┌─ Given entries

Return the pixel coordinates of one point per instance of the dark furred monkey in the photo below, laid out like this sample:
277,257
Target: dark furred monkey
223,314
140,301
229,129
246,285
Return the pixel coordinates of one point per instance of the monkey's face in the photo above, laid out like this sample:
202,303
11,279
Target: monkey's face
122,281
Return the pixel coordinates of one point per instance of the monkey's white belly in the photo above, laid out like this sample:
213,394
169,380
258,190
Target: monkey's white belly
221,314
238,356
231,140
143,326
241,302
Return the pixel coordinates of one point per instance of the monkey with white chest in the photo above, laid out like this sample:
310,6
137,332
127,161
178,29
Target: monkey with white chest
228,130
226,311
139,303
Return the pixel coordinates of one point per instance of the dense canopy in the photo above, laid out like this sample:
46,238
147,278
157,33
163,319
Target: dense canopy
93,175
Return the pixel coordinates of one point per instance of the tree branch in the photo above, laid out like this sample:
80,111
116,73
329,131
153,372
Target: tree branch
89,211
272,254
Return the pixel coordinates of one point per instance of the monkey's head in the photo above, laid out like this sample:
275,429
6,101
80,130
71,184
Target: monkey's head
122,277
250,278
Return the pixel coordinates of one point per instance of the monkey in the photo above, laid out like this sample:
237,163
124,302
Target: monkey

└─
┌─ Given entries

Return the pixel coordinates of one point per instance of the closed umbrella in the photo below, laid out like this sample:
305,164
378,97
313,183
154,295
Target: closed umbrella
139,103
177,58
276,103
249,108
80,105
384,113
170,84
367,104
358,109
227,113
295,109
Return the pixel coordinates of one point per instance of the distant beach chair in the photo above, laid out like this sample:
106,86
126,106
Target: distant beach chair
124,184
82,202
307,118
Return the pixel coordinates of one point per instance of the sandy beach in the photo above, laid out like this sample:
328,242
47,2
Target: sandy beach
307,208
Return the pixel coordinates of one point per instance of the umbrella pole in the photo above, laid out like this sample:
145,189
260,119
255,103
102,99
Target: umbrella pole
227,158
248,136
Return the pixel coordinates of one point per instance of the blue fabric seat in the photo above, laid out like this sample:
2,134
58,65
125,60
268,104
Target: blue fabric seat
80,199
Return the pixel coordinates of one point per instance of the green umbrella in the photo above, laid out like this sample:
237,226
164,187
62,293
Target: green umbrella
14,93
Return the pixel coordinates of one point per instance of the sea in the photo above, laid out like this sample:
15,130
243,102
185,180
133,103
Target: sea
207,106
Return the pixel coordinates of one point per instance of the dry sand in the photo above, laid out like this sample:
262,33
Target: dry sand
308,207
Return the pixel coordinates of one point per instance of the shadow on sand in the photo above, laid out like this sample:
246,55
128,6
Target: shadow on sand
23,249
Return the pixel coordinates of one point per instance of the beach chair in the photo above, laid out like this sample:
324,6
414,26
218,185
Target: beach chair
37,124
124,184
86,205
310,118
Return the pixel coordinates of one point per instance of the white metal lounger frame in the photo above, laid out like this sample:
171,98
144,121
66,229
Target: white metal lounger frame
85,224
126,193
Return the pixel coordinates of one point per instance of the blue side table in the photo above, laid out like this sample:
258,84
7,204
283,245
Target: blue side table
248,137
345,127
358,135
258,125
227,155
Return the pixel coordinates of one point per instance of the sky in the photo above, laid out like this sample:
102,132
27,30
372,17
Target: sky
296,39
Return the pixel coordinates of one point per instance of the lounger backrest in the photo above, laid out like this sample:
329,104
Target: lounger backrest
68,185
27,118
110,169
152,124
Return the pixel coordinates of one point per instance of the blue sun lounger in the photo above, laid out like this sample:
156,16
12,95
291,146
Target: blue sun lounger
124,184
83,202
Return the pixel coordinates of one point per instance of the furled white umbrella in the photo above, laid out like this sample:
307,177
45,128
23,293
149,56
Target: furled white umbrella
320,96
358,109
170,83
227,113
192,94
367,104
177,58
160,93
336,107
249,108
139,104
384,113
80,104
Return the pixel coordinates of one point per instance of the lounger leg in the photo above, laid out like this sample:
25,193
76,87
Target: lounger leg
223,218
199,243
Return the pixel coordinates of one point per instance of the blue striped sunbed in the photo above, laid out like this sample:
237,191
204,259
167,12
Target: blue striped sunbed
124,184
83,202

└─

**Exercise description:** Find every row above that contains the string "tree", treating uppercase and lowercase as different, and copy each of those rows in full.

**Result for this task:**
Return the pixel coordinates of one point per instance of the tree branch in the photo above, laid out like this sample:
Target: tree branch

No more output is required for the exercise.